[[ EXTRACTED INFORMATION, beginning ]]

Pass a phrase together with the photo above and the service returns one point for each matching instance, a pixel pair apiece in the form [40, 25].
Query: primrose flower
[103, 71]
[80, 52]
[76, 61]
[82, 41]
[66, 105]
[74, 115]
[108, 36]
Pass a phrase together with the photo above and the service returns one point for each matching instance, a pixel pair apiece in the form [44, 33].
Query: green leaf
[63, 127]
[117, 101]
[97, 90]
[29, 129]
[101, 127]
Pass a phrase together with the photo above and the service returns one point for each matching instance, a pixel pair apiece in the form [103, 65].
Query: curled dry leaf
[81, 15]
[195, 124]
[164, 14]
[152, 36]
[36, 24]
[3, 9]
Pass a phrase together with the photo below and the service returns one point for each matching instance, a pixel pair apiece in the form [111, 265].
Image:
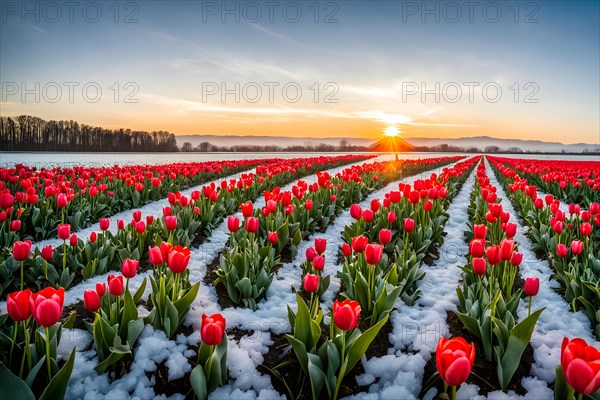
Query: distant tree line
[206, 147]
[28, 133]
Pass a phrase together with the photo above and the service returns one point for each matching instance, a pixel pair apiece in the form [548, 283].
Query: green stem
[22, 275]
[338, 383]
[64, 254]
[12, 345]
[48, 354]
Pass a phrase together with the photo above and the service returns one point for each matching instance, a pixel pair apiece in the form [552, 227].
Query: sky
[526, 70]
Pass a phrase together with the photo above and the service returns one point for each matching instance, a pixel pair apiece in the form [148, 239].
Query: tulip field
[354, 276]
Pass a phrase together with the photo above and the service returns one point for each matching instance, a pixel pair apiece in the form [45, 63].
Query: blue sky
[373, 58]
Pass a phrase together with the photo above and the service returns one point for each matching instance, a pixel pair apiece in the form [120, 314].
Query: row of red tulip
[572, 181]
[40, 200]
[569, 241]
[197, 214]
[367, 274]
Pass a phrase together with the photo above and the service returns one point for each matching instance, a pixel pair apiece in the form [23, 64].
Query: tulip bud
[104, 224]
[273, 237]
[320, 245]
[409, 225]
[252, 224]
[212, 329]
[346, 314]
[531, 287]
[311, 283]
[129, 268]
[346, 250]
[115, 285]
[233, 224]
[318, 263]
[479, 266]
[91, 300]
[101, 289]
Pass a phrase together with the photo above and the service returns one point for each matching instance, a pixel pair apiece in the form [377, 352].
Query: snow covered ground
[557, 321]
[417, 328]
[243, 356]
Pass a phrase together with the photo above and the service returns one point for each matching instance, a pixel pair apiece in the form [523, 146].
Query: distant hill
[480, 142]
[281, 141]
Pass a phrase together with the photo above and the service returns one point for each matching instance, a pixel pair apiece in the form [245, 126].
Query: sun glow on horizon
[391, 130]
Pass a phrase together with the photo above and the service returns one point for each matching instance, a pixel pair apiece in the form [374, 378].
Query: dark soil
[281, 352]
[483, 373]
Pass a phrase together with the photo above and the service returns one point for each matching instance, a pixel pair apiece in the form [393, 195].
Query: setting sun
[391, 130]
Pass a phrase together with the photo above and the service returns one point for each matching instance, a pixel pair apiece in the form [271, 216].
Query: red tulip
[213, 329]
[454, 359]
[385, 236]
[368, 215]
[310, 254]
[477, 247]
[346, 250]
[21, 250]
[359, 243]
[247, 209]
[47, 253]
[506, 249]
[273, 237]
[129, 268]
[46, 306]
[395, 196]
[15, 225]
[91, 300]
[479, 231]
[581, 365]
[493, 254]
[308, 204]
[311, 283]
[375, 205]
[17, 305]
[104, 224]
[318, 263]
[61, 200]
[428, 205]
[391, 217]
[171, 222]
[320, 245]
[64, 231]
[252, 224]
[479, 266]
[561, 250]
[585, 229]
[140, 227]
[178, 259]
[346, 314]
[355, 211]
[576, 247]
[516, 259]
[233, 224]
[137, 215]
[532, 286]
[510, 229]
[165, 249]
[373, 253]
[495, 209]
[557, 227]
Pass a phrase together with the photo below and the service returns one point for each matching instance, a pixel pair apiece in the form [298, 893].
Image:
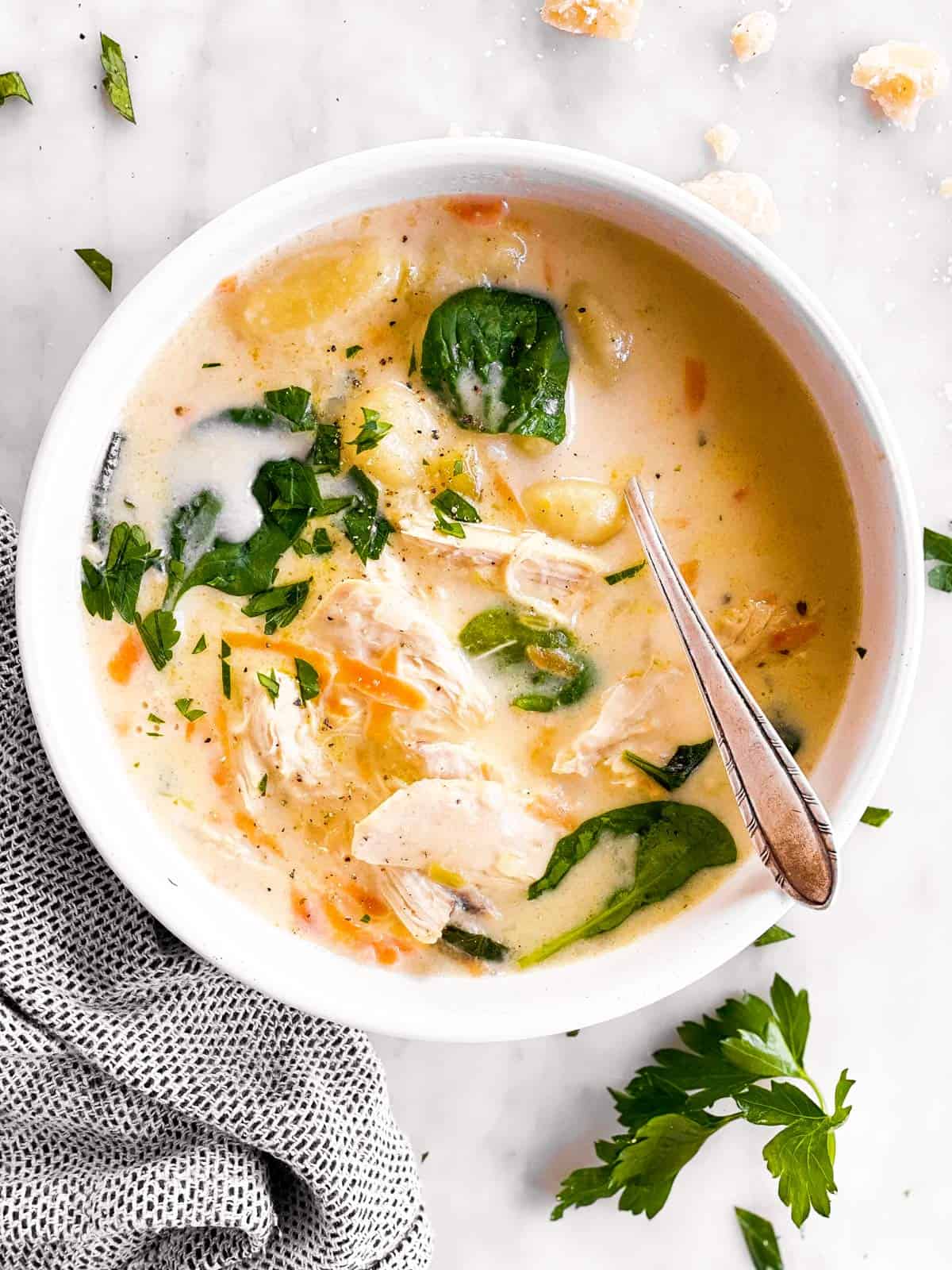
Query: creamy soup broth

[[ EXTRACTED INFORMATION, end ]]

## EXERCISE
Only the lines with "below" are needed; find them in the records and copy each one.

## ANSWER TO THIS EXERCISE
Pass a phrase together with the photo below and the service returns one point for each matching instance, a pixel pair apiece in the form [111, 265].
Pass a phrase together with the photo below and the service returns one point for each matching instance, a pixel pair apiece in the form [298, 893].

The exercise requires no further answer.